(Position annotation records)
****************

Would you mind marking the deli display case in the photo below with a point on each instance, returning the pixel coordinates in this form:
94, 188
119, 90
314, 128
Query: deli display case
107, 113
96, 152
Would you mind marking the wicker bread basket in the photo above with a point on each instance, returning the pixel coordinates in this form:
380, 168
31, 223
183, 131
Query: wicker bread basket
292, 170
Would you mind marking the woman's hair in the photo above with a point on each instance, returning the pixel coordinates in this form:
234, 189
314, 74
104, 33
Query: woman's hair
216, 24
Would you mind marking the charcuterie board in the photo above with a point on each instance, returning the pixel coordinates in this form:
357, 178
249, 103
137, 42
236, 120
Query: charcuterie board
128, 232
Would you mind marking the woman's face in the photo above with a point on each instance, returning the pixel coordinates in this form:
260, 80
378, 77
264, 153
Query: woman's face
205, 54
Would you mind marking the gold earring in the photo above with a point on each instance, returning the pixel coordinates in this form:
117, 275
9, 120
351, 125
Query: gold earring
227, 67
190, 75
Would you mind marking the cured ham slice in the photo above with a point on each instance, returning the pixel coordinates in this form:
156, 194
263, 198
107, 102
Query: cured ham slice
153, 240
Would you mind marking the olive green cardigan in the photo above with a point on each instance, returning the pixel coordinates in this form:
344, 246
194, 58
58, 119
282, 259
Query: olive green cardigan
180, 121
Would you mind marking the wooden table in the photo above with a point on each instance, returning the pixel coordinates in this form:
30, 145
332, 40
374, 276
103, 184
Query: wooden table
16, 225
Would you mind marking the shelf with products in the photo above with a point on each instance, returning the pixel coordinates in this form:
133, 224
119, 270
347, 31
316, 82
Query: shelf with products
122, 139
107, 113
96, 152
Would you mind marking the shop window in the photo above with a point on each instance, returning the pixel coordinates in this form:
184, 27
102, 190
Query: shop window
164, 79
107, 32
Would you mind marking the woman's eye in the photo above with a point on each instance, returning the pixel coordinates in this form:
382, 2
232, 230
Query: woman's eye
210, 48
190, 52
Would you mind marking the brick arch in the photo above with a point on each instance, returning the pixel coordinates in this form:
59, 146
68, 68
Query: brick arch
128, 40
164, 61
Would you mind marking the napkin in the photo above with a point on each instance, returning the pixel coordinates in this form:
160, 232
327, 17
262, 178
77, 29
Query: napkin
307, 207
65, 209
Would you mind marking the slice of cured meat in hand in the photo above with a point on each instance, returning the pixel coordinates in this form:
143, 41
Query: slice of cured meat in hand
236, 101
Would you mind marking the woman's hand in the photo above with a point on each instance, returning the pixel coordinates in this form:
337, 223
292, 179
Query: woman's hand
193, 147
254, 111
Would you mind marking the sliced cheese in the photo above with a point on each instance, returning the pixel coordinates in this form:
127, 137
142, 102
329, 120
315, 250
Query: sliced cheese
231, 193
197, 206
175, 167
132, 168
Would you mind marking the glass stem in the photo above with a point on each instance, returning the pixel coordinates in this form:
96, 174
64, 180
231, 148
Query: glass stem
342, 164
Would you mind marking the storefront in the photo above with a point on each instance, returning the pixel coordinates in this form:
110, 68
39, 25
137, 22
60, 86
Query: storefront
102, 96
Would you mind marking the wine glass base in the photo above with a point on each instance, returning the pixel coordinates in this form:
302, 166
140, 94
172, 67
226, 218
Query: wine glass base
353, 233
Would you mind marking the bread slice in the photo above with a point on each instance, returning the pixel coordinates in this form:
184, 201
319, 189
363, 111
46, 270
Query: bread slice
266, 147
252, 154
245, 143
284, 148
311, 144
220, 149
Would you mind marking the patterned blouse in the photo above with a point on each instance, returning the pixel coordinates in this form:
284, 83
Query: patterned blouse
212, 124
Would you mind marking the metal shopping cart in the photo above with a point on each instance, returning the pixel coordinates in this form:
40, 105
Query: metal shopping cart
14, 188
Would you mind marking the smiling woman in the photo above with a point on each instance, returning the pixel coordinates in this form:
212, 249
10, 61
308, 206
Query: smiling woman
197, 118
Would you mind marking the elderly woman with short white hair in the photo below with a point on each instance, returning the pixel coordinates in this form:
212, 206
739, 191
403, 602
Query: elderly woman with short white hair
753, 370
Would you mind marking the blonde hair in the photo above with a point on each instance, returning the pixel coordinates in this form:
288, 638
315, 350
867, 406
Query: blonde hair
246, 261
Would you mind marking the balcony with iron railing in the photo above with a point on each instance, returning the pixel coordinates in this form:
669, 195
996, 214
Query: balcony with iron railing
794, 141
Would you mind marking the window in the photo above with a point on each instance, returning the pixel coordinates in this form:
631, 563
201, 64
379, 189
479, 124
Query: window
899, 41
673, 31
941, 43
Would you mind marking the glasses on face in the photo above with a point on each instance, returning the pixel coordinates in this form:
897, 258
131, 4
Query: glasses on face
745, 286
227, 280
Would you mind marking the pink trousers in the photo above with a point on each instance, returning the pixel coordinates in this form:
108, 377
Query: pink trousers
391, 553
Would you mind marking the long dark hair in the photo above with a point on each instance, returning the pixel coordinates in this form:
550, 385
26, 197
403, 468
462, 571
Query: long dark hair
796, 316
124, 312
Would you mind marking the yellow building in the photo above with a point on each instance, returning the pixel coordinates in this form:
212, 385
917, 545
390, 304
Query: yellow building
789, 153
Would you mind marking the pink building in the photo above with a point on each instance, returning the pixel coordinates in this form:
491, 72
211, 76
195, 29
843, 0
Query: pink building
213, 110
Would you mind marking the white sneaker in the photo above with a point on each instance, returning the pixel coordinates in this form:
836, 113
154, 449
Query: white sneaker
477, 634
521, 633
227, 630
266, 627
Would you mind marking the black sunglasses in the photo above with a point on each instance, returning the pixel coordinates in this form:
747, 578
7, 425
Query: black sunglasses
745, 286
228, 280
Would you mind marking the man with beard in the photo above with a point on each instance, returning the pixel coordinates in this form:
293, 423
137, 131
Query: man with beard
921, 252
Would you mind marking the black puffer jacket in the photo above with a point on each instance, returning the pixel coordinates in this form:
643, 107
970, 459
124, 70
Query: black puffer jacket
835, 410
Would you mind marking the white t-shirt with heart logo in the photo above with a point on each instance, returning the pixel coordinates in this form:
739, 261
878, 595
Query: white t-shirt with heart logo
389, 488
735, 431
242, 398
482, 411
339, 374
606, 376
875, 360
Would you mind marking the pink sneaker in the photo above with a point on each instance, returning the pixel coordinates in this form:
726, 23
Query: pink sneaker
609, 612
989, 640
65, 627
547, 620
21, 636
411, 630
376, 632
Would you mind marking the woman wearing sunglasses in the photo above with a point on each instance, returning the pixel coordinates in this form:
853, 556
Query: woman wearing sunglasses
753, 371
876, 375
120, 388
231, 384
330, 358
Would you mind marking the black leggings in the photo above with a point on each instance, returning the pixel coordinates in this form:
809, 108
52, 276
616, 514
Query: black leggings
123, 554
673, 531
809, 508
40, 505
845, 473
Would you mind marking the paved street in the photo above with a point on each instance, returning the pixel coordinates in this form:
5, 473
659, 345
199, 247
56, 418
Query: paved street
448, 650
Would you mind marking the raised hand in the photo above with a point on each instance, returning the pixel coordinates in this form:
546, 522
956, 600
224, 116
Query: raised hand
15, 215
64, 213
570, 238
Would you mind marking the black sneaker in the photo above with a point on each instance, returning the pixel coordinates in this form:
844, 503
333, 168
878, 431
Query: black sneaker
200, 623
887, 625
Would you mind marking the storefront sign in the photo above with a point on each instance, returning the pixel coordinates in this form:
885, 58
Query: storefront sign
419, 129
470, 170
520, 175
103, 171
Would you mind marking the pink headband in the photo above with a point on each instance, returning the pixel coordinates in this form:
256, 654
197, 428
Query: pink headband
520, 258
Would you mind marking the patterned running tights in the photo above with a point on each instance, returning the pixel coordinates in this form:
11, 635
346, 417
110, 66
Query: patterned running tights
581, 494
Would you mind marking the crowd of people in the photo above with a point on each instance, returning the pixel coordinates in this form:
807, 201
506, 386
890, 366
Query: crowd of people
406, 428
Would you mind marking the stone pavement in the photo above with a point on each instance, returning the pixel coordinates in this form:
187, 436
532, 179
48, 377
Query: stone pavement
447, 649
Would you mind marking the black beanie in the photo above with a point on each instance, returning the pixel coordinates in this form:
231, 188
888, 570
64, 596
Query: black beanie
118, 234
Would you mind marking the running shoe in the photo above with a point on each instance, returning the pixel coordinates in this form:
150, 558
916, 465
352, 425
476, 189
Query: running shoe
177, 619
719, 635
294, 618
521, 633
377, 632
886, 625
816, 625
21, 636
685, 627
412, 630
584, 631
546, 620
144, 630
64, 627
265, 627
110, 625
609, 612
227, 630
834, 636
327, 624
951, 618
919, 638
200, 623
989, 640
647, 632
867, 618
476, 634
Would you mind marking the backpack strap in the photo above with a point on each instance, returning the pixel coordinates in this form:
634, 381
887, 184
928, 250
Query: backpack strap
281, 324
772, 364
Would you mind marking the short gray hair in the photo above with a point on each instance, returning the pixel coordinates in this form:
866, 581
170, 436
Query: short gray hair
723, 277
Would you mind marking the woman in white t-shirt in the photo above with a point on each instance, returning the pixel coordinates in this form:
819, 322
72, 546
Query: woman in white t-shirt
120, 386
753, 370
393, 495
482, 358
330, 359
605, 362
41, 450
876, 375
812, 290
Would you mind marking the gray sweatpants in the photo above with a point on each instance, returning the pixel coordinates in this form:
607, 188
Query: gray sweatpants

****************

Quote only the lines from the one containing "Would you mind marking the short" through the final line of the records, with both ends included.

**Response for this exercise**
Would you mind marking the short gray hair in the photo above with a point on each instance, returning the pixel coordinates in this form:
866, 581
170, 436
Query: short gray hair
723, 277
Would you mind marking the woman in white t-shirt in the photo above with a point on each instance, returning the pixel coordinates in this form:
819, 322
72, 546
Query: woman in white t-shirt
120, 386
753, 370
393, 495
482, 358
330, 359
605, 362
41, 450
876, 375
812, 290
Would you mind marking the gray sweatpants in the photo above with a point on each instance, returning the pixel coordinates in this form:
607, 188
Query: gray sweatpants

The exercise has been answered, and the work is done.